# Document excerpt:
# Big Girl From Lake McIntosh NC



## NCbassattack (May 5, 2014)

Friend got his personal best at McIntosh today. Just look at this ten pound eleven oz football!
Bit a white Terminator spinner bait.


----------



## 1more (Jan 10, 2015)

That’s a toad!


----------



## BuckeyeFishin07 (Apr 10, 2017)

Someone needs to back away from the table a little sooner! haha


----------



## NCbassattack (May 5, 2014)

The ten pound four oz my nephew caught a few years back was 26.5 inches long. Two inches longer, yet somewhat lighter, and she was caught in summertime.


----------



## sherman51 (Apr 12, 2011)

I think he needs a bigger box!
sherman


----------



## berkshirepresident (Jul 24, 2013)

NCbassattack said:


> Friend got his personal best at McIntosh today. Just look at this ten pound eleven oz football!
> Bit a white Terminator spinner bait.


Wonder how old this fish is? Still looks healthy......


----------



## STRONGPERSUADER (Nov 5, 2006)

NCbassattack said:


> The ten pound four oz my nephew caught a few years back was 26.5 inches long. Two inches longer, yet somewhat lighter, and she was caught in summertime.
> View attachment 297677


Nice! I’m heading to Topsail in September. Hopefully get into another hammerhead like the one in my avatar on bigger.


----------



## NCbassattack (May 5, 2014)

The New River Inlet is a great place to get a hammerhead. They often hang around where fresh water mixes with salt. So do bull sharks..


----------



## STRONGPERSUADER (Nov 5, 2006)

Yea my daughter caught a bull the same trip. They were following shrimp boats. Good times.


----------

# Extracted entries:

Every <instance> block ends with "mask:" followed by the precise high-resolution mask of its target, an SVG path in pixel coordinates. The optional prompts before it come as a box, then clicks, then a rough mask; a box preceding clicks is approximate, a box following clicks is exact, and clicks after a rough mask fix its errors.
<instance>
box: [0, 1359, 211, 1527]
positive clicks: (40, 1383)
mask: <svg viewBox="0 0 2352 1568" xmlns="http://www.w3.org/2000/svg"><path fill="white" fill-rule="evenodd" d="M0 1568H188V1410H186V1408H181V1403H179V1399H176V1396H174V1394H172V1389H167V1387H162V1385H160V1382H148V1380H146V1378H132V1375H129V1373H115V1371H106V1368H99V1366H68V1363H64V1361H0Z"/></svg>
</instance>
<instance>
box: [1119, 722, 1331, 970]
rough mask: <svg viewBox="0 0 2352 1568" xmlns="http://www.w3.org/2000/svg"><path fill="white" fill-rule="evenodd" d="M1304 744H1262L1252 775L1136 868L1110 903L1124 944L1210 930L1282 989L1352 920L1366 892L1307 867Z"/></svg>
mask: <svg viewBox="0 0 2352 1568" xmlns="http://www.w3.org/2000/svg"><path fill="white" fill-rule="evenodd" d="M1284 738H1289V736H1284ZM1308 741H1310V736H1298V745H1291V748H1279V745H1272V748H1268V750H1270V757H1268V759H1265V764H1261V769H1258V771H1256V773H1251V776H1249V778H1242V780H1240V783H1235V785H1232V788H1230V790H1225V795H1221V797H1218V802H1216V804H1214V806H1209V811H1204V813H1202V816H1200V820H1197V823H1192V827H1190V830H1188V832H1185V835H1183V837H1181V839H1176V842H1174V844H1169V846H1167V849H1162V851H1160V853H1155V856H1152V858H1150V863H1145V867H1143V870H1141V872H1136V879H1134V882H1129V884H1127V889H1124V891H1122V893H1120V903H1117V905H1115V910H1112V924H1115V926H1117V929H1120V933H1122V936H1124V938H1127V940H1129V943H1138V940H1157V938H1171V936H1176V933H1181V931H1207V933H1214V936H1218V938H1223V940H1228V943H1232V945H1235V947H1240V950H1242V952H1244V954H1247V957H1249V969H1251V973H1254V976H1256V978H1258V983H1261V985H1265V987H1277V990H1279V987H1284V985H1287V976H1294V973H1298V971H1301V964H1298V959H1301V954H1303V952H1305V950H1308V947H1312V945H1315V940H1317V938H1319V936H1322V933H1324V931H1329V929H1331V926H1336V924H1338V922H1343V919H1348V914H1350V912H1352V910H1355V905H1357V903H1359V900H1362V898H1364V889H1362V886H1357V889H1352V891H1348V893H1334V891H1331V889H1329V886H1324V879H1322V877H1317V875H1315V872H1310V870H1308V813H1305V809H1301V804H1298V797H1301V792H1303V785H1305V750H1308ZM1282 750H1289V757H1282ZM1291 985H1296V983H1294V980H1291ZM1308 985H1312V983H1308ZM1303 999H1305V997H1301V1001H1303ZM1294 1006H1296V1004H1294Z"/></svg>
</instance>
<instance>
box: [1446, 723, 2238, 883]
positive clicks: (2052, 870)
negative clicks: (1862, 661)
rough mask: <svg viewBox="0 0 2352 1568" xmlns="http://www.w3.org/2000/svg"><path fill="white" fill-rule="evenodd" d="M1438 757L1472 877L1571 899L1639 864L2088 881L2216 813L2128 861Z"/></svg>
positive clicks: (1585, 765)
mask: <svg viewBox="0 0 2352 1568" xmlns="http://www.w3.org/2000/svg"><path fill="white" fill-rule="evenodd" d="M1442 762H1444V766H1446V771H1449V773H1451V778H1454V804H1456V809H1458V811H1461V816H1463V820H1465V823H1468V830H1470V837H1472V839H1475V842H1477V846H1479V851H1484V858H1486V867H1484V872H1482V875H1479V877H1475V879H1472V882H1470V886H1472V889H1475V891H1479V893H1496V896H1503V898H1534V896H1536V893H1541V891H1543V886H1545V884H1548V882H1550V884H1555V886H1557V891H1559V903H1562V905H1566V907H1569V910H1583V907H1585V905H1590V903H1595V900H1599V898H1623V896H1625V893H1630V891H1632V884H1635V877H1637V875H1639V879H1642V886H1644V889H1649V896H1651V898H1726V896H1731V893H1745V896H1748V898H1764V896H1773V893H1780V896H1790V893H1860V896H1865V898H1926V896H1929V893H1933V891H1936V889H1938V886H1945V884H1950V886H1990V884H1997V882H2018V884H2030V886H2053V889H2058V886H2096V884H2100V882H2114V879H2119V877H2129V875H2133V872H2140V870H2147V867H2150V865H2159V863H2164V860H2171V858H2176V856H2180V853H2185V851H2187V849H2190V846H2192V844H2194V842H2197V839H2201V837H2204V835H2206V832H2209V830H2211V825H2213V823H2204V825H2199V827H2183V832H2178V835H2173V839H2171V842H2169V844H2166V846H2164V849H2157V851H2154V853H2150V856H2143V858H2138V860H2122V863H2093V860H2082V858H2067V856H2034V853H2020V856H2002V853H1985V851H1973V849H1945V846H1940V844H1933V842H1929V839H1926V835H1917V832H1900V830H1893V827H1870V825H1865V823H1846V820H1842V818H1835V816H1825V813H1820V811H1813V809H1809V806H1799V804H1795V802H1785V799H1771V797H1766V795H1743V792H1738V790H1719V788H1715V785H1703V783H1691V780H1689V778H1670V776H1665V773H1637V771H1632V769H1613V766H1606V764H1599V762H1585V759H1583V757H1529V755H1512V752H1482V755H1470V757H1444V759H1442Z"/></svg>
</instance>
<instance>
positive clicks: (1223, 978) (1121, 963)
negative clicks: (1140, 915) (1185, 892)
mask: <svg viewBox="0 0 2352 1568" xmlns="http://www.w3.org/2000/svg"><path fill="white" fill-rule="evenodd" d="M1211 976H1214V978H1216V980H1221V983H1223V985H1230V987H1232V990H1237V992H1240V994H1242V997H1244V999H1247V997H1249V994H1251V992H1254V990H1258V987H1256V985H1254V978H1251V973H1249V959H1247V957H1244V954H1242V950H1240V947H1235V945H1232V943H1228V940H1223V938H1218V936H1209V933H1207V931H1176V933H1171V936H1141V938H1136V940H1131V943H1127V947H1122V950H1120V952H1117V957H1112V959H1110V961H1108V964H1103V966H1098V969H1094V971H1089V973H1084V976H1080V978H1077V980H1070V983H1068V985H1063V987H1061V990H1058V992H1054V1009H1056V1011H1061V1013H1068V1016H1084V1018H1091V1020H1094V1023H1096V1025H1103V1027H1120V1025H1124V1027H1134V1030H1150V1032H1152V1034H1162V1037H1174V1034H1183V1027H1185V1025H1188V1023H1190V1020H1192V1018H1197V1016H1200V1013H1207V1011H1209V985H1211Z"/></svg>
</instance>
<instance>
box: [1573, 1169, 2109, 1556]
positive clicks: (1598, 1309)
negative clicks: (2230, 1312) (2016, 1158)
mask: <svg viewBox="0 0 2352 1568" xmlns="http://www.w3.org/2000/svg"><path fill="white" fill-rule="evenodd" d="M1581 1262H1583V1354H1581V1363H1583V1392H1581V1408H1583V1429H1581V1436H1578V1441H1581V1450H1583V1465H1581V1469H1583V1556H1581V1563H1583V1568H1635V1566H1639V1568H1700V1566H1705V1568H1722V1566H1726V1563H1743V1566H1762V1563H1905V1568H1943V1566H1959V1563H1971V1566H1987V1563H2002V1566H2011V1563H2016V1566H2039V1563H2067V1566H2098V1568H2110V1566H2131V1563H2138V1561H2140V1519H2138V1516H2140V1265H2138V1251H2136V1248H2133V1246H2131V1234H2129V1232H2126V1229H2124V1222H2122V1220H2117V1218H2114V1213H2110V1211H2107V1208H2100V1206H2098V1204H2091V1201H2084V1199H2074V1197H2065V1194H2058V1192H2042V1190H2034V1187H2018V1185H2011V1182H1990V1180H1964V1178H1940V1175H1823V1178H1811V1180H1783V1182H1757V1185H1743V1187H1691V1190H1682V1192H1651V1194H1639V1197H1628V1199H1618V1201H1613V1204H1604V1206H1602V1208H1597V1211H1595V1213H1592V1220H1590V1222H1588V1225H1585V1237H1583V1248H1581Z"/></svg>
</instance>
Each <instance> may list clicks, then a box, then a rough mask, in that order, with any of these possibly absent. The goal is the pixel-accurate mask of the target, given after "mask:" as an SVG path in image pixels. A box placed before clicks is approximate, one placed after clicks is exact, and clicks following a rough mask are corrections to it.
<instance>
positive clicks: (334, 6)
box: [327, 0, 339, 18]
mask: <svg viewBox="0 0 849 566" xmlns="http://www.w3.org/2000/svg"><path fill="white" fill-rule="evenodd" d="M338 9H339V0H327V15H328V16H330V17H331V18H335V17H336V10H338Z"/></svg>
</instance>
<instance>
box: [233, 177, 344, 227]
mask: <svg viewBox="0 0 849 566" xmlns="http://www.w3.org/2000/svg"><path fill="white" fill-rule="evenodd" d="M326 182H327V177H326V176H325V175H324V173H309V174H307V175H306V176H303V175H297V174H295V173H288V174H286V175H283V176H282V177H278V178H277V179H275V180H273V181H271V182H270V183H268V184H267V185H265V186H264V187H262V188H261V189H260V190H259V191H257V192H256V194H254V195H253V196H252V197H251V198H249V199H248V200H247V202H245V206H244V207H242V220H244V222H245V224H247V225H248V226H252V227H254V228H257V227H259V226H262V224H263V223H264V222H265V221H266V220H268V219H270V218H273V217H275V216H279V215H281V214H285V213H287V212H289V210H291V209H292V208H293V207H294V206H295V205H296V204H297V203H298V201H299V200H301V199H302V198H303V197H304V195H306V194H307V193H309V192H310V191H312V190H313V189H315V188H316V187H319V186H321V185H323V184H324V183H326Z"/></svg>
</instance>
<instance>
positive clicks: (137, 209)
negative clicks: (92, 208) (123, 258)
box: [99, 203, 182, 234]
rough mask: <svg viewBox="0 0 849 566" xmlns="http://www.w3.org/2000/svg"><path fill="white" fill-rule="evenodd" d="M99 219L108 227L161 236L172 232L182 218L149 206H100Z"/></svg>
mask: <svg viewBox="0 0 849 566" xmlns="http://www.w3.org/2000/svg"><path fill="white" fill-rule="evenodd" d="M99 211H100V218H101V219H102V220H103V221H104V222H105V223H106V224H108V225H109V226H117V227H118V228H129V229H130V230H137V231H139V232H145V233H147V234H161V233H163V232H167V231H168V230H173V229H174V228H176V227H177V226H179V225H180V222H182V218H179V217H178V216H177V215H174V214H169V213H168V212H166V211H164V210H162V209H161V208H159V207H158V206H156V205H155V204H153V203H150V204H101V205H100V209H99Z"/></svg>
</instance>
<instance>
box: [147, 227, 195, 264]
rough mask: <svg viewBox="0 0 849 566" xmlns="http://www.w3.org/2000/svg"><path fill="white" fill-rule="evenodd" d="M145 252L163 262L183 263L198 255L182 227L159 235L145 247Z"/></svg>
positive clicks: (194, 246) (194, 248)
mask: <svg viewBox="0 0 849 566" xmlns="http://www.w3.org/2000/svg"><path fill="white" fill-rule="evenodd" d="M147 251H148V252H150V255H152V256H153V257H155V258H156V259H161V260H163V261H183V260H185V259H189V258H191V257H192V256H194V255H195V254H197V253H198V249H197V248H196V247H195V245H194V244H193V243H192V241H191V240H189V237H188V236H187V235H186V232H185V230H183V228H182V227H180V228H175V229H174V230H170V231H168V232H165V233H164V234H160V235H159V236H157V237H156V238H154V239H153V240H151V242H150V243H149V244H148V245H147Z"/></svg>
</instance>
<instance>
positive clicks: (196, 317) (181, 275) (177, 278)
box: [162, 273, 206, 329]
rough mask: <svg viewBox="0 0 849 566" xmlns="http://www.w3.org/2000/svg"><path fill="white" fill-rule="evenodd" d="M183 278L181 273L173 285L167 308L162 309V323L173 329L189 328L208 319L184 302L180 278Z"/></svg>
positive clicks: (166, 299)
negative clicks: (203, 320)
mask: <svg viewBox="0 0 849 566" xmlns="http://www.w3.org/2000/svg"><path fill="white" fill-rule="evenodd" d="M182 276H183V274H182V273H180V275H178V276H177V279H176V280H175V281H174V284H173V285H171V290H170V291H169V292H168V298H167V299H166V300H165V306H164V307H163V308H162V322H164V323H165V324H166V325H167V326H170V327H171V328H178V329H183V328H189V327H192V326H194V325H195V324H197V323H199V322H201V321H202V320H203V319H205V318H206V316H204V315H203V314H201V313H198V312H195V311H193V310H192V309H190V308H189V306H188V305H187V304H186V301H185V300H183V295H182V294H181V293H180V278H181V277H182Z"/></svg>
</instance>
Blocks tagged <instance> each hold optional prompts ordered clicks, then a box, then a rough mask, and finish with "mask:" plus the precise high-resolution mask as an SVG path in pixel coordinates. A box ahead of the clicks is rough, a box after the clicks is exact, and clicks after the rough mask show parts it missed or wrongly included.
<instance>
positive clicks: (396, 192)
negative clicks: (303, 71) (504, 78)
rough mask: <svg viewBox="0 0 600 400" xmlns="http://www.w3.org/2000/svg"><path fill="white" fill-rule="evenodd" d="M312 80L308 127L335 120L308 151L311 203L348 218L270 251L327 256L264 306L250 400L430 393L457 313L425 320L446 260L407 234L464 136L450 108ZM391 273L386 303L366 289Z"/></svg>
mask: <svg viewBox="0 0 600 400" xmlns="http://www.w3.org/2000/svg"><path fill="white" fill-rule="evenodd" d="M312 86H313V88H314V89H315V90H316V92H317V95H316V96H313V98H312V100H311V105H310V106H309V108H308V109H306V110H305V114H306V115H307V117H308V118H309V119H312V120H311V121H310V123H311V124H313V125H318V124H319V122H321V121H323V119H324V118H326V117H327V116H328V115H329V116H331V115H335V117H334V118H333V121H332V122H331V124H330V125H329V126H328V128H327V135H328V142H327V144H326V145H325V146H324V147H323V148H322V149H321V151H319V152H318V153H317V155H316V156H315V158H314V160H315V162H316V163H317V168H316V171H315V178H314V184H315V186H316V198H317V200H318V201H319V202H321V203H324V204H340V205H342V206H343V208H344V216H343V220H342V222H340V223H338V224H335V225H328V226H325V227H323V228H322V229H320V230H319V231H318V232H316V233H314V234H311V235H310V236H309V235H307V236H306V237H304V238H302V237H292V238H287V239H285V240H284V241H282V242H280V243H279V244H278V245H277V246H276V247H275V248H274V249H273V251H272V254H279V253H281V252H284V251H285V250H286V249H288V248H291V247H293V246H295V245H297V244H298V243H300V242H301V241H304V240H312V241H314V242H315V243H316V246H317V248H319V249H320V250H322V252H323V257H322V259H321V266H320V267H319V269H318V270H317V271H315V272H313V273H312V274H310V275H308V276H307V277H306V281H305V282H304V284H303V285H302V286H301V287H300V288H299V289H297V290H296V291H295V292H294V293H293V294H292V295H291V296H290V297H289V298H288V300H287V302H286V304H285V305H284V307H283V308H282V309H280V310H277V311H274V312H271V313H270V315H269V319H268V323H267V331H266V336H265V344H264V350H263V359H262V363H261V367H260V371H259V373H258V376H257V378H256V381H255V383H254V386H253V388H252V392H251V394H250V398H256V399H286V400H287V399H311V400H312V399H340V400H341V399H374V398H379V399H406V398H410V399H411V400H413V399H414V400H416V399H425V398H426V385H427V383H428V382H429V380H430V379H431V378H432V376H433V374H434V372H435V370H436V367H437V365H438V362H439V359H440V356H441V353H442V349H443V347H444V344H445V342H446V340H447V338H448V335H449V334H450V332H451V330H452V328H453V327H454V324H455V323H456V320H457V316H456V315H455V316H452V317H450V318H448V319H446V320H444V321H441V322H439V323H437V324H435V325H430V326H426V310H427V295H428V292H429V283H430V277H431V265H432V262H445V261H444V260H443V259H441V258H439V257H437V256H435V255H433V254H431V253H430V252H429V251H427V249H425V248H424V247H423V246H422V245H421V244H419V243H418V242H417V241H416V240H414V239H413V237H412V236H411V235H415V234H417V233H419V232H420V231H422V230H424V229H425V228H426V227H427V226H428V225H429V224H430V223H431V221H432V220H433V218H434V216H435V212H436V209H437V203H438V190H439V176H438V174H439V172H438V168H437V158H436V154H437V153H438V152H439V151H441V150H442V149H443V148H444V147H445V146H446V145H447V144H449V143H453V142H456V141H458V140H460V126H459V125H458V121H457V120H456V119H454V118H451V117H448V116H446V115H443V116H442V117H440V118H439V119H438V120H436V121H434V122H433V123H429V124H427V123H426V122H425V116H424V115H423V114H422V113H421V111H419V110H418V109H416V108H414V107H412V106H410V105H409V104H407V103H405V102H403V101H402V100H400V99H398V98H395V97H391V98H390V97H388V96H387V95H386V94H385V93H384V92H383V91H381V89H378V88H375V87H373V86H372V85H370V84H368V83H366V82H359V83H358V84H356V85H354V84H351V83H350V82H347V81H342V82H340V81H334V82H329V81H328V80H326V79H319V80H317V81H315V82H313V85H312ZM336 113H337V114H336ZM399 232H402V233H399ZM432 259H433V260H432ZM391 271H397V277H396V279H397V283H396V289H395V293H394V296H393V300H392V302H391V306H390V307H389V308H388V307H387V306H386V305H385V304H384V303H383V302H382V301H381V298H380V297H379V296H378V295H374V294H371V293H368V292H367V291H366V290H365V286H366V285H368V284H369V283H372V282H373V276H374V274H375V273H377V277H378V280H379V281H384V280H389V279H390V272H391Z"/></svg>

# Exercise set:
1. Answer these about the Lake McIntosh thread:
(a) What lure did the friend's personal-best fish bite?
(b) How long was the ten pound four oz fish the nephew caught?
(c) Where is STRONGPERSUADER heading in September?
2. Show each line of the listing that contains the string "positive".
The forum thread and the listing are unrelated to each other.

# Completed exercise:
1.
(a) A white Terminator spinner bait.
(b) 26.5 inches.
(c) Topsail.

2.
positive clicks: (40, 1383)
positive clicks: (2052, 870)
positive clicks: (1585, 765)
positive clicks: (1223, 978) (1121, 963)
positive clicks: (1598, 1309)
positive clicks: (334, 6)
positive clicks: (137, 209)
positive clicks: (194, 246) (194, 248)
positive clicks: (196, 317) (181, 275) (177, 278)
positive clicks: (166, 299)
positive clicks: (396, 192)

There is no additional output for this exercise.